■ Data entries

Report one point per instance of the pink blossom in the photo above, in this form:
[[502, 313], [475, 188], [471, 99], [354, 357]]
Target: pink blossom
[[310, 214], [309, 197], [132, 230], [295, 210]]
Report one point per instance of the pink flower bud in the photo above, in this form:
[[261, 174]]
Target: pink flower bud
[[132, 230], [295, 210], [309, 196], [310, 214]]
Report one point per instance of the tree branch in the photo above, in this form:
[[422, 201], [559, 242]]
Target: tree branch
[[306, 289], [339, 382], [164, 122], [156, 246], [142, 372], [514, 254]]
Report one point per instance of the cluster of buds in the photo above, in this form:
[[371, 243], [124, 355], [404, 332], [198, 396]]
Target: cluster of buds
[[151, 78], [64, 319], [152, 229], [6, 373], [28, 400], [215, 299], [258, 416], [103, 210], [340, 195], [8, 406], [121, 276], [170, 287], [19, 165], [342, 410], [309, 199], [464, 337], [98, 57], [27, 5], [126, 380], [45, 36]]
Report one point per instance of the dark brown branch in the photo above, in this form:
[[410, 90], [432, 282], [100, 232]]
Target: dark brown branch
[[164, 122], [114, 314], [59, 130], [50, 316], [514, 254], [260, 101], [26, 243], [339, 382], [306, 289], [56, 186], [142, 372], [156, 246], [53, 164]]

■ Written instruction
Render every line of the records above as a Markdown table with two columns, Row and Line: number each line in order and leave out any blank lines.

■ Reply to the task
| Row | Line |
|---|---|
| 1 | Report one point per instance of the pink blossom in the photo above, in this form: |
| 2 | [[502, 313], [475, 188], [471, 99], [354, 357]] |
| 3 | Target: pink blossom |
| 4 | [[310, 214], [309, 197], [132, 230], [295, 210]] |
| 5 | Report one point per instance of the pink flower bud in the photo above, in this form: |
| 6 | [[261, 174]] |
| 7 | Target: pink flower bud |
| 8 | [[132, 230], [295, 210], [309, 196], [310, 214]] |
| 9 | Report one point per instance of the tree branch in the photo above, in this form: |
| 10 | [[422, 201], [559, 242]] |
| 11 | Target: tree branch |
| 12 | [[306, 289], [339, 382], [164, 122], [156, 246], [142, 372], [514, 254]] |
| 13 | Report one point per instance of the cluster of buds in the photo above, in this form: |
| 14 | [[371, 243], [124, 355], [404, 332], [198, 396]] |
| 15 | Target: cluster of buds |
| 16 | [[151, 78], [64, 319], [152, 229], [6, 373], [28, 400], [215, 299], [258, 416], [103, 210], [340, 195], [8, 406], [121, 276], [170, 287], [19, 165], [342, 410], [309, 199], [464, 337], [98, 57], [27, 5], [126, 380], [45, 36]] |
| 17 | Report one point per instance of the dark brown branch in the photo above, in this form: |
| 18 | [[410, 90], [432, 282], [100, 232]] |
| 19 | Target: dark brown branch |
| 20 | [[164, 122], [114, 314], [59, 130], [50, 316], [514, 254], [260, 101], [26, 243], [339, 382], [306, 289], [56, 186], [142, 372], [156, 246], [53, 164]] |